» Your task:
Reproduce the data from the line containing "Practice problem: Look at the image and find the warehouse" through the line containing "[0,188,108,276]", replacing "highway" with "freeway" and leaving everything else unchanged.

---

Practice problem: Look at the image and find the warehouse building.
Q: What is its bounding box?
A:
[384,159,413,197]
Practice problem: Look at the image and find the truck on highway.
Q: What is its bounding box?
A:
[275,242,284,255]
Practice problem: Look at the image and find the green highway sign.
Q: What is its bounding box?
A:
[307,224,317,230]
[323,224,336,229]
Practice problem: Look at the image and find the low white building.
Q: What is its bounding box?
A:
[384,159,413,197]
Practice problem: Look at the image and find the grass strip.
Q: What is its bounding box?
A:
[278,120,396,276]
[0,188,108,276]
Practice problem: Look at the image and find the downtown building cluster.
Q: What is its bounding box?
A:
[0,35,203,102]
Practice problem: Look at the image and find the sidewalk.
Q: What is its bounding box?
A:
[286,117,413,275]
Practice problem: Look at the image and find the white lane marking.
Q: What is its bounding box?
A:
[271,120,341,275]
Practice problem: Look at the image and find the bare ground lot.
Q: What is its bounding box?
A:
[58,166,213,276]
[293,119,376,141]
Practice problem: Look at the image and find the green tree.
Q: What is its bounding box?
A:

---

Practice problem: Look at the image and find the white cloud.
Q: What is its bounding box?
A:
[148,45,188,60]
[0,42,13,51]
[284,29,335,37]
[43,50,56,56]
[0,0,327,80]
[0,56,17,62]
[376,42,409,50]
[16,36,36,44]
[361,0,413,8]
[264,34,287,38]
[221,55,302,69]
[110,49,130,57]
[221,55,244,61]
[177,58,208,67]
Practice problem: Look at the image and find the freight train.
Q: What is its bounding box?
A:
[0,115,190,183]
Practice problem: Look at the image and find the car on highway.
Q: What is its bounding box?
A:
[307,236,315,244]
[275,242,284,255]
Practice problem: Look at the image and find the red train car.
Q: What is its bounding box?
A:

---

» Written reply:
Practice problem: Look at the image and find the warehouse building.
Q: What is its bounding box?
A:
[384,159,413,197]
Practice problem: Look at the image and find the truck on freeway.
Q: What is its bounding box?
A:
[275,242,284,255]
Practice problem: Look at the image and find the green freeway sign.
Q: What is its bounding box?
A:
[307,224,317,230]
[323,224,336,229]
Practice problem: Look at the image and find the low white building.
Q: What is its bounding box?
A:
[384,159,413,197]
Practice problem: Look at the image and find the grass strip.
Q: What is its bounding box?
A:
[278,120,396,276]
[0,188,108,276]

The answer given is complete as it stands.